Work item —
Output the listing exactly, leaving nothing out.

-- Opening Marker --

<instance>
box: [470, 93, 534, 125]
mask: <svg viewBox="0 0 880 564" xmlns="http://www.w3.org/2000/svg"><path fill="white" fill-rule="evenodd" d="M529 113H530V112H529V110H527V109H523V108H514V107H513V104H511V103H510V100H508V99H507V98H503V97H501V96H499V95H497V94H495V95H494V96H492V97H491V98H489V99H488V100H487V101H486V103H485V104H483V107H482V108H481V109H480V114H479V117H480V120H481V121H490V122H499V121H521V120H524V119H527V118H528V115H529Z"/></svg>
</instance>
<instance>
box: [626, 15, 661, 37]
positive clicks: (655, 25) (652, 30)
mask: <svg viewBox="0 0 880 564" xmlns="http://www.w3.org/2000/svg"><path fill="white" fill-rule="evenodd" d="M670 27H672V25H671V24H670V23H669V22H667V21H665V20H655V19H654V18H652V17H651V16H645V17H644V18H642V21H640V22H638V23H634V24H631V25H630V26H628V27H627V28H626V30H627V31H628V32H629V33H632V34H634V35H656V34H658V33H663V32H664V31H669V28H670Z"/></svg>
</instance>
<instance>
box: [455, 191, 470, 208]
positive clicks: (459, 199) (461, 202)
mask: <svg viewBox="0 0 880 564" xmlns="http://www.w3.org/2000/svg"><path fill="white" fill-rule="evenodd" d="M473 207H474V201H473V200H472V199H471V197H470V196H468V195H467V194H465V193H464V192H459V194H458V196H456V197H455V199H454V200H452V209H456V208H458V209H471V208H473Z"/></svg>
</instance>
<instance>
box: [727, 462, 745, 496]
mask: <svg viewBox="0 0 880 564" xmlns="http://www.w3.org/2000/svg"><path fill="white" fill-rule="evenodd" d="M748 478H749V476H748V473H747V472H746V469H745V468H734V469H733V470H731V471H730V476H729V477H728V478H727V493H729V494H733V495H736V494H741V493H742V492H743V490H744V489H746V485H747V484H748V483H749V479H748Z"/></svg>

-- Closing Marker --

Response area —
<instance>
box: [470, 93, 534, 125]
mask: <svg viewBox="0 0 880 564" xmlns="http://www.w3.org/2000/svg"><path fill="white" fill-rule="evenodd" d="M529 113H530V112H529V110H527V109H523V108H514V107H513V104H511V103H510V100H508V99H507V98H503V97H501V96H499V95H497V94H495V95H494V96H492V97H491V98H489V99H488V100H487V101H486V103H485V104H483V107H482V108H481V109H480V114H479V117H480V120H481V121H490V122H499V121H521V120H524V119H527V118H528V115H529Z"/></svg>
</instance>
<instance>
box: [626, 15, 661, 37]
positive clicks: (655, 25) (652, 30)
mask: <svg viewBox="0 0 880 564" xmlns="http://www.w3.org/2000/svg"><path fill="white" fill-rule="evenodd" d="M670 27H672V25H671V24H670V23H669V22H667V21H665V20H655V19H654V18H652V17H651V16H645V17H644V18H642V21H640V22H638V23H634V24H631V25H630V26H628V27H627V28H626V30H627V31H628V32H629V33H632V34H634V35H656V34H658V33H663V32H664V31H669V28H670Z"/></svg>
</instance>
<instance>
box: [455, 191, 470, 208]
positive clicks: (459, 199) (461, 202)
mask: <svg viewBox="0 0 880 564" xmlns="http://www.w3.org/2000/svg"><path fill="white" fill-rule="evenodd" d="M473 207H474V201H473V200H472V199H471V197H470V196H468V195H467V194H465V193H464V192H459V194H458V196H456V197H455V199H454V200H452V209H456V208H458V209H471V208H473Z"/></svg>
</instance>
<instance>
box: [727, 462, 745, 496]
mask: <svg viewBox="0 0 880 564" xmlns="http://www.w3.org/2000/svg"><path fill="white" fill-rule="evenodd" d="M748 478H749V476H748V473H747V472H746V469H745V468H734V469H733V470H731V471H730V476H729V477H728V478H727V493H729V494H733V495H736V494H741V493H742V492H743V490H744V489H746V485H747V484H748V483H749V479H748Z"/></svg>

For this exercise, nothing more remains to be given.